* [Exercise prompt]: Can you lay out the data as a Markdown table with the columns "Row" and "Line", one numbered row per line, from the line containing "Query: boat fender" through the end of the data, both inclusive? Leave out blank lines and the pictures.

* [Data extract]:
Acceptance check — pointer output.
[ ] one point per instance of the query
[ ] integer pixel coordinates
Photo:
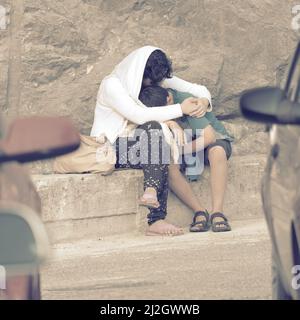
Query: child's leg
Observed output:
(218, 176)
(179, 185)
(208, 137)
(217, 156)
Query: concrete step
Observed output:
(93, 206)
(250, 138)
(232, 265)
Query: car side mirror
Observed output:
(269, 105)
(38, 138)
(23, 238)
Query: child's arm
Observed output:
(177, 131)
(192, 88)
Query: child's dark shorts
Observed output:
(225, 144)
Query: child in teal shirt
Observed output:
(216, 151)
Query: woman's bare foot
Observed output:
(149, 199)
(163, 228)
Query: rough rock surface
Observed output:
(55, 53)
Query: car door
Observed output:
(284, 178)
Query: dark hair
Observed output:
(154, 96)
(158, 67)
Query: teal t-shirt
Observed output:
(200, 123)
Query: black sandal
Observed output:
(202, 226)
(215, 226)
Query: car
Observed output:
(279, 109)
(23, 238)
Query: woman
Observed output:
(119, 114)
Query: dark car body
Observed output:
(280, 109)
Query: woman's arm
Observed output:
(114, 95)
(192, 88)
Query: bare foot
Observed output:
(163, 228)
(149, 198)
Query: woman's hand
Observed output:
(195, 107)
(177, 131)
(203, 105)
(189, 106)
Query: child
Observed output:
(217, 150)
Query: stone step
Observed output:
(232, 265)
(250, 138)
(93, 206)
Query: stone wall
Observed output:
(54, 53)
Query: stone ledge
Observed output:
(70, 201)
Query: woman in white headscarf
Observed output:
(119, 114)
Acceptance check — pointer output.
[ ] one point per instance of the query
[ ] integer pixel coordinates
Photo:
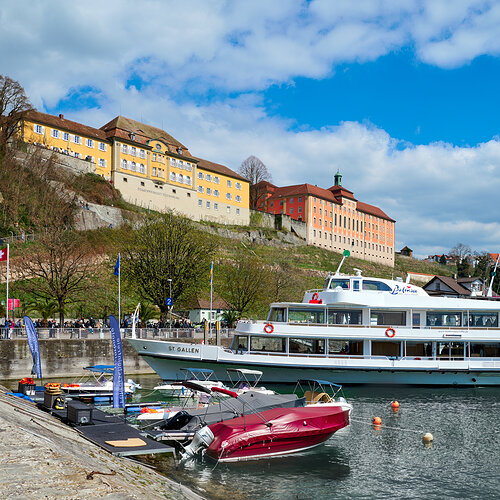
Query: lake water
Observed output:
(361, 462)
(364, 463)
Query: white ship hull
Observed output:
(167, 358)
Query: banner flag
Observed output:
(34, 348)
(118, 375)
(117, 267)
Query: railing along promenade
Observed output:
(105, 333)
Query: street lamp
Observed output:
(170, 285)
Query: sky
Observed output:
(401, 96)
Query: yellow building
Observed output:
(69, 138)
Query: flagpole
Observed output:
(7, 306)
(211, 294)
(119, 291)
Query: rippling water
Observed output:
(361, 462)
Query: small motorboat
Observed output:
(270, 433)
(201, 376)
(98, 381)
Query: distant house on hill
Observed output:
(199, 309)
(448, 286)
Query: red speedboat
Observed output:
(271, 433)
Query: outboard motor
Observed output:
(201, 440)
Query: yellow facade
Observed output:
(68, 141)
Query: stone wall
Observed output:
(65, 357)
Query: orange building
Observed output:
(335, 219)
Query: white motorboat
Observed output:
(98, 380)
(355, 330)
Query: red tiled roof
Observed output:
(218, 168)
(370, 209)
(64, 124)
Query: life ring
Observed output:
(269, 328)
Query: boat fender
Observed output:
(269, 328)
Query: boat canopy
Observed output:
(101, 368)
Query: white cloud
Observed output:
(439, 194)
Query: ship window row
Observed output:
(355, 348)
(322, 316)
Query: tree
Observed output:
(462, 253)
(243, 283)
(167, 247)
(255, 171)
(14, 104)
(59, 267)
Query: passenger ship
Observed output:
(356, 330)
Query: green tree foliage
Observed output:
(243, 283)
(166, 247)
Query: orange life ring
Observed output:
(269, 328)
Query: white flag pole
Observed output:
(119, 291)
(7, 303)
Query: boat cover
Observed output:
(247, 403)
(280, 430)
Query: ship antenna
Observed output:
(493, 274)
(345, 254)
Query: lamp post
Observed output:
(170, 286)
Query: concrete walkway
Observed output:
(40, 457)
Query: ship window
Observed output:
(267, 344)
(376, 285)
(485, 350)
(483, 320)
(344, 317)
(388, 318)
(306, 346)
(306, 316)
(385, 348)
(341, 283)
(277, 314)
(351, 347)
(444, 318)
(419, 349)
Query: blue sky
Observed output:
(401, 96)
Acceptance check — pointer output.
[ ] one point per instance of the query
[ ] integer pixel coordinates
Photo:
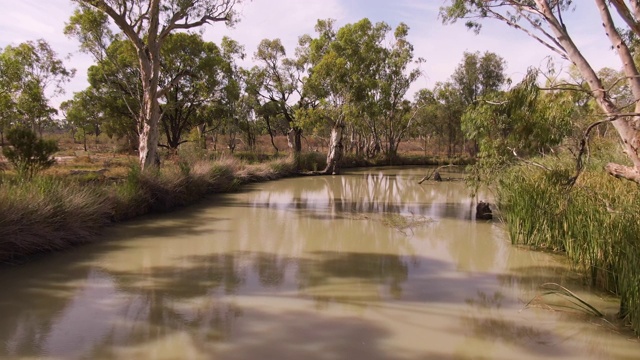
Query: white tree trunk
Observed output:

* [Answer in full]:
| Row | Line |
|---|---|
| 1 | Query: boat fender |
| 2 | Observed output: |
| 3 | (269, 328) |
| 4 | Query: boat canopy |
| 5 | Observed output: |
| 6 | (101, 368) |
| 7 | Query: white cloud |
| 8 | Observed output: |
| 9 | (439, 194) |
| 10 | Query: ship window row |
| 11 | Observed output: |
| 12 | (355, 348) |
| 13 | (322, 316) |
| 14 | Query: tree |
| 15 | Observed output: |
| 16 | (462, 253) |
| 17 | (243, 283) |
| 18 | (167, 247) |
| 19 | (255, 171) |
| 20 | (14, 104) |
| 21 | (59, 267) |
| 22 | Query: passenger ship |
| 23 | Observed output: |
| 24 | (356, 330) |
| 25 | Query: green tree foliage |
| 26 | Observed output: |
| 27 | (243, 283) |
| 28 | (166, 247) |
| 29 | Query: orange life ring |
| 30 | Observed output: |
| 31 | (269, 328) |
| 32 | Query: white flag pole |
| 33 | Observed output: |
| 34 | (119, 291) |
| 35 | (7, 303) |
| 36 | Query: boat cover |
| 37 | Observed output: |
| 38 | (247, 403) |
| 39 | (280, 430) |
| 40 | Query: ship antenna |
| 41 | Observed output: |
| 42 | (493, 274) |
| 43 | (345, 254) |
| 44 | Query: lamp post |
| 45 | Observed output: |
| 46 | (170, 286) |
| 47 | Query: concrete walkway |
| 48 | Observed output: |
| 49 | (40, 457) |
| 50 | Query: ship window |
| 51 | Observed output: |
| 52 | (267, 344) |
| 53 | (376, 285) |
| 54 | (485, 350) |
| 55 | (483, 320) |
| 56 | (344, 317) |
| 57 | (388, 318) |
| 58 | (306, 346) |
| 59 | (306, 316) |
| 60 | (385, 348) |
| 61 | (341, 283) |
| 62 | (277, 314) |
| 63 | (351, 347) |
| 64 | (444, 318) |
| 65 | (419, 349) |
| 66 | Query: blue sky |
| 67 | Observed output: |
| 68 | (401, 96) |
| 69 | Acceptance check — pointer output. |
| 70 | [ ] one point per instance of the query |
| 71 | [ ] integer pixel coordinates |
| 72 | Photo: |
| 73 | Query: white tree trunk |
| 74 | Observed output: |